» **Material provided**:
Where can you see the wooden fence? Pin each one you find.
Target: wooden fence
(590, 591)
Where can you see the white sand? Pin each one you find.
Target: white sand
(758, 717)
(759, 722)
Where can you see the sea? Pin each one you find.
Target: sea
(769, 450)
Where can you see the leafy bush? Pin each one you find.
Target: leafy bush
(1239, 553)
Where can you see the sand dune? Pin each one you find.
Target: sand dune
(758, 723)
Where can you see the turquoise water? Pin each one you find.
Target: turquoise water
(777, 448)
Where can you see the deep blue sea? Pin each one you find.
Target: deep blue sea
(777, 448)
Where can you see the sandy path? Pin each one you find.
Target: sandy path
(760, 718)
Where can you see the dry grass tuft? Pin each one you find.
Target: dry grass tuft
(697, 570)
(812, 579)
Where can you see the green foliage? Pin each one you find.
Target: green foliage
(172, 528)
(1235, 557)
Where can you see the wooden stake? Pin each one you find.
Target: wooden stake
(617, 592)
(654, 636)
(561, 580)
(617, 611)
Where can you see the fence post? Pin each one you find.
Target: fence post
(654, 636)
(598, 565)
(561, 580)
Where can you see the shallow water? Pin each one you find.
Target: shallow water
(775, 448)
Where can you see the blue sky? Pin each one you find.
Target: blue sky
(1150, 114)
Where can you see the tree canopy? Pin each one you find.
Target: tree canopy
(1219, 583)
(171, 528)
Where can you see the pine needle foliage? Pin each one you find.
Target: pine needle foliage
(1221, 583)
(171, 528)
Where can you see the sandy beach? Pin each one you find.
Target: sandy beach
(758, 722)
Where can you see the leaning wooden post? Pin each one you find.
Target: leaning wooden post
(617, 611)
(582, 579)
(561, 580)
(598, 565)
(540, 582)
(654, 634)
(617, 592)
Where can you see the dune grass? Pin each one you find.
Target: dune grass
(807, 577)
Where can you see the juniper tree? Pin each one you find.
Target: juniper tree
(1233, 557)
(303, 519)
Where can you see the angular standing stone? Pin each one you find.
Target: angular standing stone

» **Task goal**: Put every line of the listing above into a JSON list of strings, one string per line, leaving out any blank lines.

» **Written response**:
[
  "Where can you see the wooden fence? Pin each one you find.",
  "Target: wooden fence",
  "(590, 591)",
  "Where can you see the white sand? Pin each one you find.",
  "Target: white sand",
  "(758, 717)",
  "(759, 722)",
  "Where can you see the sea? Pin each one you find.",
  "Target: sea",
  "(769, 450)",
  "Where can you see the leafy bush? Pin each one you find.",
  "Target: leafy bush",
  "(1239, 553)",
  "Where can you see the sand dune? Pin each one you find.",
  "Target: sand dune",
  "(758, 723)",
  "Where can you see the turquoise water? Pin each one you find.",
  "Target: turquoise water",
  "(777, 448)",
  "Where can you see the deep blue sea? Pin each one you find.",
  "Target: deep blue sea",
  "(777, 448)",
  "Where can you see the sandy path? Pin each one you find.",
  "Target: sandy path",
  "(760, 718)",
  "Where can you see the dry grass tuft? Pin each one you find.",
  "Target: dry grass tuft",
  "(697, 570)",
  "(812, 579)",
  "Where can you see the green foliage? Pin each one you find.",
  "Target: green foliage",
  "(172, 528)",
  "(1235, 557)",
  "Where can you see the wooden stake? Pin each one you find.",
  "Target: wooden stake",
  "(617, 592)",
  "(654, 636)",
  "(561, 580)",
  "(617, 611)",
  "Where can you see the fence post? Pin each one you find.",
  "Target: fence post",
  "(654, 636)",
  "(598, 565)",
  "(561, 580)",
  "Where can you see the shallow water? Pin each one you find.",
  "Target: shallow water",
  "(775, 448)",
  "Where can you see the blue sky? Pin each one you find.",
  "Target: blue sky",
  "(1150, 114)",
  "Where can you see the tree canopy? Pin each one you find.",
  "Target: tree canopy",
  "(1219, 583)",
  "(171, 528)",
  "Where can you see the pine needle foliage? Pin each one you find.",
  "Target: pine needle foliage",
  "(1221, 583)",
  "(171, 528)",
  "Where can you see the sandy beach? Pin each one you find.",
  "Target: sandy beach",
  "(758, 722)",
  "Where can you see the leaning wooden post? Pin each one you find.",
  "Target: leaning wooden post",
  "(617, 611)",
  "(582, 579)",
  "(561, 580)",
  "(598, 565)",
  "(540, 582)",
  "(654, 634)",
  "(617, 592)",
  "Where can you see the dune grass? Pin each one you find.",
  "Target: dune grass",
  "(807, 577)",
  "Where can you see the juniper tree? Pin each one you find.",
  "Target: juniper tree",
  "(1233, 557)",
  "(303, 519)",
  "Where can you see the angular standing stone? Pin each one you find.",
  "Target: angular standing stone"
]